= Assignment =
Write out each line from the data below that includes the word "query".

Natural language region descriptions:
┌────────
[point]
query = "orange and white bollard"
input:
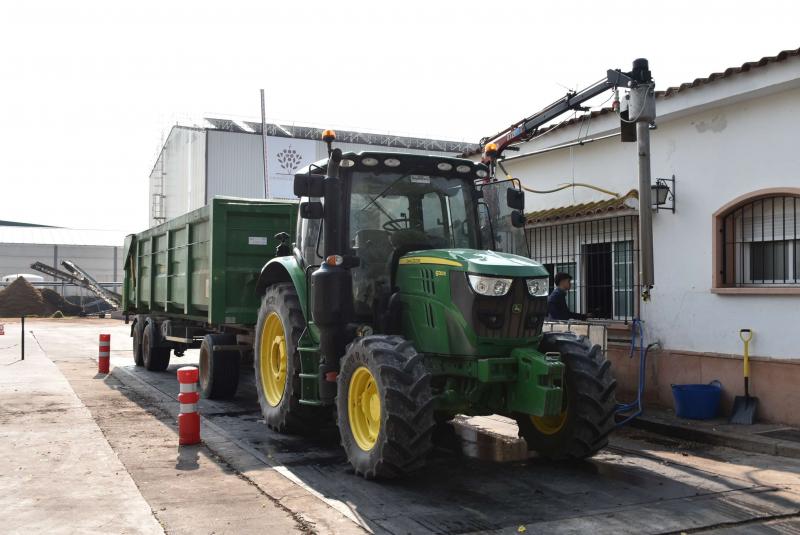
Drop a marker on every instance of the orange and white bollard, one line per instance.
(105, 353)
(188, 418)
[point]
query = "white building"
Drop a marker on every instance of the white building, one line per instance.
(99, 252)
(727, 258)
(226, 157)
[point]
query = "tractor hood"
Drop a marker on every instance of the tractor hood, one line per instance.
(478, 262)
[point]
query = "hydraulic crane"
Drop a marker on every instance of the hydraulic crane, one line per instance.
(635, 120)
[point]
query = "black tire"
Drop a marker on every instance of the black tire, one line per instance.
(219, 370)
(136, 336)
(288, 415)
(590, 401)
(154, 358)
(406, 407)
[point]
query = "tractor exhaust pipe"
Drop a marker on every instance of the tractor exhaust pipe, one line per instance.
(331, 286)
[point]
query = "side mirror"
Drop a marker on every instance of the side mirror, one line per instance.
(517, 218)
(311, 210)
(309, 185)
(515, 199)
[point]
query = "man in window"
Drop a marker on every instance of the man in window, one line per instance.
(557, 308)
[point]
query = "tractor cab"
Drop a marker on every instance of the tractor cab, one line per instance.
(395, 204)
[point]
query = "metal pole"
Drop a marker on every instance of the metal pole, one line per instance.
(264, 145)
(642, 109)
(645, 203)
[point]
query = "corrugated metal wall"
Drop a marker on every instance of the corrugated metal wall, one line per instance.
(179, 174)
(200, 164)
(235, 165)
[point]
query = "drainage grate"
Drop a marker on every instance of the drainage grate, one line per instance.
(792, 435)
└────────
= Expected answer =
query = "orange and white bollard"
query = "white building"
query = "tractor hood"
query = "hydraulic crane"
query = "black tire"
query = "tractor exhaust pipe"
query = "side mirror"
query = "man in window"
query = "tractor cab"
query = "metal pole"
query = "corrugated metal wall"
query = "drainage grate"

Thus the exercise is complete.